What is being asked:
The data below holds the lines to copy: everything from the line containing "For the dataset, tag each instance of the lake" to the line containing "Query: green tree", both ends included, set down exactly.

Data records:
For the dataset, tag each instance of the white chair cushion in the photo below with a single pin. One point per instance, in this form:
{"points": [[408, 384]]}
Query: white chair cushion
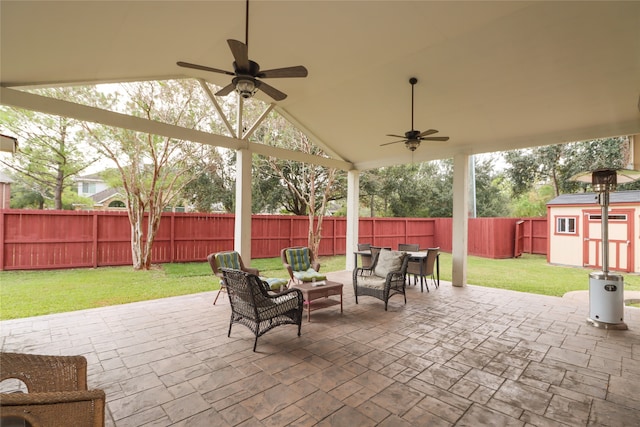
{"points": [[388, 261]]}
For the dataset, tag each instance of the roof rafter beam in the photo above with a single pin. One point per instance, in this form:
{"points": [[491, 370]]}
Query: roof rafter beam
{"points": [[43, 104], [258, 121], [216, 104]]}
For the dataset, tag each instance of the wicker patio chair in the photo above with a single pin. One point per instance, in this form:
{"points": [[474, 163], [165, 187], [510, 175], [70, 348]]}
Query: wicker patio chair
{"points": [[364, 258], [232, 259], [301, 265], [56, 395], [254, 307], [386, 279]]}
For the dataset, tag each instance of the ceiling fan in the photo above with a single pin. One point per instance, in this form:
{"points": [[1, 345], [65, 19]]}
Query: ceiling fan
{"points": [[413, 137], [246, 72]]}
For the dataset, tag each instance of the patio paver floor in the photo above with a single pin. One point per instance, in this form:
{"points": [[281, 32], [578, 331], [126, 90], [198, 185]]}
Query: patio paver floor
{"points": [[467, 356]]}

* * *

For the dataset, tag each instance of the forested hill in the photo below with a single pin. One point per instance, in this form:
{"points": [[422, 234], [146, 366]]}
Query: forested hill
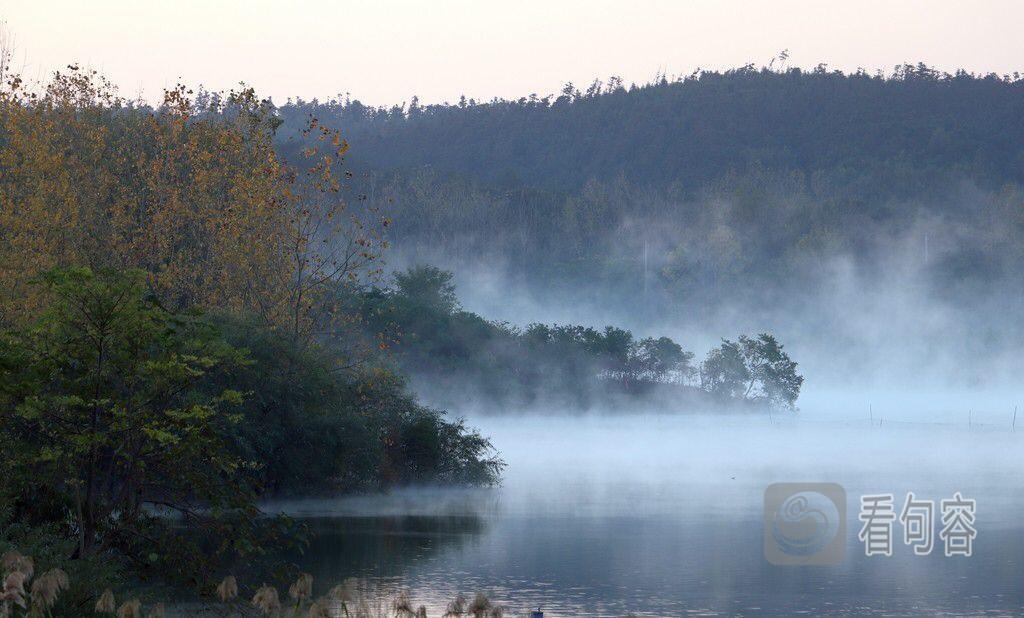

* * *

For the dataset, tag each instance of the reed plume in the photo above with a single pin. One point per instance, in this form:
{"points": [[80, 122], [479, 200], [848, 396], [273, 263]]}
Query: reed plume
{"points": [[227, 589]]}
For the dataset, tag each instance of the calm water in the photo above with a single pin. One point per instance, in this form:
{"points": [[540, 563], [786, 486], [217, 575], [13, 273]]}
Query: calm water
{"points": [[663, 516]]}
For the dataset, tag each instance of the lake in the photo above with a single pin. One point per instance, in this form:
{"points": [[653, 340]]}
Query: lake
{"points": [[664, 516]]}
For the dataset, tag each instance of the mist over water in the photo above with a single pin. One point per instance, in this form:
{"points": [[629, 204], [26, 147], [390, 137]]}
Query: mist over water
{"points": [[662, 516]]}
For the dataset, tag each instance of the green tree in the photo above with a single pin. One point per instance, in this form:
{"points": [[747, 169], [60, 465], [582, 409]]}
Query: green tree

Response to the task:
For the dataset, tag each instance of the lake in the photo above with a single pin. One point per instance, in this form:
{"points": [[653, 340]]}
Query: lake
{"points": [[664, 516]]}
For the dataset, tag each instance of the mist over water in the photo above with a single pin. One point per instance, in this form:
{"points": [[629, 204], [26, 147], [390, 137]]}
Query: mist over water
{"points": [[662, 516]]}
For the dataset, tag each instance of the green tree in the photo above with a single pin. One point per instance, in this form:
{"points": [[747, 169], [60, 465], [582, 409]]}
Query: green tree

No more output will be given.